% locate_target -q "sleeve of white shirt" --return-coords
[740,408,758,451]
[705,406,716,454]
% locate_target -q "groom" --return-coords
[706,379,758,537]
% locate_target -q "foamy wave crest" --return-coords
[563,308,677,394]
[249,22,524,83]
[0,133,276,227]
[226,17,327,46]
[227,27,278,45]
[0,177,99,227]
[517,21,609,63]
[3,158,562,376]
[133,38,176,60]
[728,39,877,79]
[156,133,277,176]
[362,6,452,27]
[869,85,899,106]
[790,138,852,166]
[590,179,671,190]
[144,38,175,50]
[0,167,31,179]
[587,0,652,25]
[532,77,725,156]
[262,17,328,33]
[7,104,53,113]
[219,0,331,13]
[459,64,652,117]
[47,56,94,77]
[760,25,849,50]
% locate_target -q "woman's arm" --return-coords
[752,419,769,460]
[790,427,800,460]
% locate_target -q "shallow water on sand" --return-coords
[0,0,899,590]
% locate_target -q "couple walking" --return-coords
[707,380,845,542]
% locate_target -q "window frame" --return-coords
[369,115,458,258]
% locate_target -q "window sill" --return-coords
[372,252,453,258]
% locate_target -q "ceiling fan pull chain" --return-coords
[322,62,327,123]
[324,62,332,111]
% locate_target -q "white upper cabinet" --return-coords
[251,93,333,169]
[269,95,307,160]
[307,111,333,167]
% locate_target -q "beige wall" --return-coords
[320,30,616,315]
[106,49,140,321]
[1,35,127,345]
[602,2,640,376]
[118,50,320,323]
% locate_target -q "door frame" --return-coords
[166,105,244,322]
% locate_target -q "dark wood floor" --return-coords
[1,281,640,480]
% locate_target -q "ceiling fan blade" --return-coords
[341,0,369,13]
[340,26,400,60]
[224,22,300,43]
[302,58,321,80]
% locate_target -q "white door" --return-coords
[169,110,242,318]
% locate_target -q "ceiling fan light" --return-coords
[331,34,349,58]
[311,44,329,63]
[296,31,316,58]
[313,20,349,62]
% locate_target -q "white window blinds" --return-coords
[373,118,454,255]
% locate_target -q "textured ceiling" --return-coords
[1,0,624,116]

- Requirement:
Format each line of the data above as one string in a JSON list, skipping blank lines.

- Solution for this problem:
[
  "% locate_target -q \"sleeve of white shirt\" --return-coords",
  "[740,408,758,451]",
  "[705,406,716,454]",
  "% locate_target -q \"groom\" --return-coords",
  "[706,379,758,537]",
  "% locate_target -q \"foamy wave crest\" --return-coords",
  "[563,308,677,394]",
  "[249,22,524,83]",
  "[0,133,276,227]",
  "[226,17,327,46]",
  "[227,27,278,45]",
  "[0,177,99,227]",
  "[517,21,609,63]",
  "[3,158,562,376]",
  "[133,38,176,60]",
  "[728,39,877,79]",
  "[156,133,277,176]",
  "[362,6,452,27]",
  "[869,85,899,106]",
  "[790,138,852,166]",
  "[590,179,671,190]",
  "[144,38,175,50]",
  "[0,167,31,179]",
  "[587,0,652,25]",
  "[532,77,725,156]",
  "[262,17,328,33]",
  "[7,104,53,113]",
  "[219,0,331,13]",
  "[459,64,652,117]",
  "[47,56,94,77]",
  "[760,25,849,50]",
  "% locate_target -q \"woman's arm\" --return-coords",
  "[752,419,769,460]",
  "[790,427,800,460]",
  "% locate_target -q \"shallow water on sand\" --return-coords",
  "[0,0,899,590]",
  "% locate_target -q \"couple walking\" --return-coords",
  "[707,380,845,542]",
  "% locate_target -q \"window frame\" --return-coords",
  "[369,115,458,258]",
  "% locate_target -q \"window sill\" --return-coords",
  "[372,252,453,258]",
  "% locate_target -q \"ceiling fan pull chain\" --return-coords",
  "[322,62,327,123]",
  "[324,62,332,111]",
  "% locate_target -q \"white upper cabinet\" --return-coords",
  "[251,93,333,169]",
  "[269,95,307,160]",
  "[307,111,333,167]",
  "% locate_target -q \"beige wall\" --return-coords",
  "[320,30,616,315]",
  "[106,49,140,321]",
  "[1,35,127,345]",
  "[602,2,640,376]",
  "[118,50,320,323]",
  "% locate_target -q \"door frame\" --return-coords",
  "[166,105,244,322]",
  "% locate_target -q \"dark wood floor\" --return-coords",
  "[1,281,640,480]",
  "% locate_target -q \"ceiling fan blade\" --return-coords",
  "[341,0,369,13]",
  "[340,26,400,60]",
  "[224,22,300,43]",
  "[302,58,321,80]",
  "% locate_target -q \"white door\" --return-coords",
  "[169,110,242,318]",
  "% locate_target -q \"ceiling fan light\" --return-coords",
  "[331,34,349,58]",
  "[311,44,329,63]",
  "[296,31,316,58]",
  "[313,20,349,62]",
  "% locate_target -q \"white window blinds\" --return-coords",
  "[373,118,454,255]",
  "% locate_target -q \"textured ceiling\" --return-coords",
  "[1,0,624,116]"
]